- [TEXTO]
■ ■ ■ ■ ■
21h41. O Music Box já ostentava uma fila para entrar que faria inveja a qualquer palco. Por lá podia-se ver de tudo: desde os jovens em plena puberdade, com a paixão de quem acabou de conhecer a beleza do bodyslam, do growl, dos bpm’s acelarados e das guitarras agressivas, até aos veteranos que contam já com décadas de concertos de hardcore em cima. Apesar de tantas diferenças, as caras eram as mesmas, e sentia-se um clima familiar no ar. Afinal de contas, estávamos prestes a sentir os corpos e o suor uns dos outros, berrando as mesmas canções. Expectava-se momentos de enorme intimidade. Sim, era isto mesmo: estávamos num concerto de hardcore.
20 minutos depois, os Same Old Chords já estavam a estrear o palco. Energia não faltava à vocalista Márcia, que se mostrava exímia na arte de berrar bem. «Quero sentir o vosso calor, cheguem-se à frente…» – disse Márcia apelando ao público. Começou com a “Every Single Day” para pessoas ainda tímidas que não eram capazes de não fazer o seu headbaging. Em músicas como “99 problems”, e não é a do Jay-Z, os refrões chorudos e as guitarras que tocavam como se fosse uma bateria punk (e com uma bateria punk) tornavam a tarefa de permanecer quieto impossível. Já se via em algumas canções o que se expectava: crowd surfing, pessoas a subirem ao palco para cantar como se fossem da banda e mosh. Mas não se esperava um mosh qualquer. Afinal de contas, estávamos em família.
22h36. Se os Same Old Chords tiveram a tarefa de despir a roupa, os Shape começaram os preliminares de forma urbana, visceral, directa e raivosa. Foi a segunda vez que os Shape abriram para Comeback Kid, visto que em 2012 já tinham feito no Santiago Alquimista. Para quem já conhecia, a eficácia emocional nas canções não era novidade; para quem não conhecia, era impossível não querer fazer parte daquela festa. O vocalista encarnava um ser incomodado, raivoso e demente, sempre com os fios do microfone a volta do pescoço. A força da banda esteve no negrume das melodias pesadas, que eram um incentivo ao caos, e no high pitched growl do vocalista João, que já emanava em conjunto com o guitarrista Diogo, a mesma raiva nos Taurina. Se para num concerto normal seria surpreendente ver “o vocalista rockstar” a cantar com o público e a fazer mosh como se fizesse parte desse mesmo público, num concerto de hardcore dos Shape isso já não é novidade. “I will never be like you” entoava-se, com uma imagem que marcaria a noite: um mágico circle pit que deixaria Andrew Neufeld espantado. O Music Box já estava pronto e composto e cheio para ver a sua expectativa realizada com Comeback Kid.
■ ■ ■ ■ ■
- [MATERIAL]
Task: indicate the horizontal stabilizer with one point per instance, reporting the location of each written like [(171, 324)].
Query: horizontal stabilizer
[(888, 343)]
■ ■ ■ ■ ■
- [EXERCÍCIOS]
1. Cite, sem qualquer alteração, o trecho da crónica do concerto de hardcore no Music Box que começa nas palavras "20 minutos depois, os" e termina depois de "estávamos em família.".
2. Dê seguimento à crónica do concerto de hardcore no Music Box, escrevendo a partir da última frase apresentada.

- [RESULTADOS]
1.
20 minutos depois, os Same Old Chords já estavam a estrear o palco. Energia não faltava à vocalista Márcia, que se mostrava exímia na arte de berrar bem. «Quero sentir o vosso calor, cheguem-se à frente…» – disse Márcia apelando ao público. Começou com a “Every Single Day” para pessoas ainda tímidas que não eram capazes de não fazer o seu headbaging. Em músicas como “99 problems”, e não é a do Jay-Z, os refrões chorudos e as guitarras que tocavam como se fosse uma bateria punk (e com uma bateria punk) tornavam a tarefa de permanecer quieto impossível. Já se via em algumas canções o que se expectava: crowd surfing, pessoas a subirem ao palco para cantar como se fossem da banda e mosh. Mas não se esperava um mosh qualquer. Afinal de contas, estávamos em família.

2.
23h23. Quando olhamos para o pulso e o relógio dita dois números iguais é popular dizer-se que alguém está a falar ou a pensar em nós. Ali, no Music Box, não havia espaço para dúvida: os Comeback Kid pensavam em nós, ao entraram para tocar o seu novo álbum Die Knowing. Começaram exactamente com a canção que dá nome ao disco, mote para uma noite agressiva que juntava idades, corpos animados e transpiração. “Disapointment, Dedication, Elevated Catastrophe” era o que soava das gargantas de todos naquela sala, que mostravam ter o novo álbum decorado, quase como se o álbum já tivesse sido digerido há uns anos. Estar no meio daquela gigantesca cerimónia de música pesada era um pretexto para deixar lá a vida, visto que por uma noite podíamos ser dos Comeback Kid. O microfone roubado ao vocalista para cantar a “Losing Sleep” ou “a concept stays” era só mais um indício de que todos os que estiveram lá faziam parte daquele quinteto de guitarras distorcidas e baterias directas. Como Andrew Neufeld disse numa entrevista para a Hell Hound Music, «as canções do Die Knowing foram escritas para serem tocadas ao vivo». E deu para ver isso. As canções directas e dotadas de um hardcore cru não deixavam ninguém indiferente. Alias, em Wake The Dead, podíamos ver algo que só num concerto apaixonado de hardcore dá para viver: miúdos, graúdos, senhoras, senhores, t-shirts de NOFX, Joy Division e Clash, de todas as cores e classes, unidos pelo refrão, pelo suor e pelos circle pits num só organismo.
Isto é a cena hardcore, meus amigos. Está bem viva e recomenda-se. Por uma noite Lisboa foi outra e uma quarta-feira morta foi acordada pelos Comeback Kid. A verdade é que esta é a sexta vez que os Comeback Kid vêm a Portugal, e o “See you soon” de Andrew Neufeld profetiza que não será a última. «We all die alone» dizem os Comeback Kid. Mas não faz mal. Pelo menos morreremos com um concerto de Comeback Kid nas nossas memórias.
(Fotos: Francisco Fidalgo | Texto: Alexandre Malhado)
Muito bom.. adorei esta reportagem.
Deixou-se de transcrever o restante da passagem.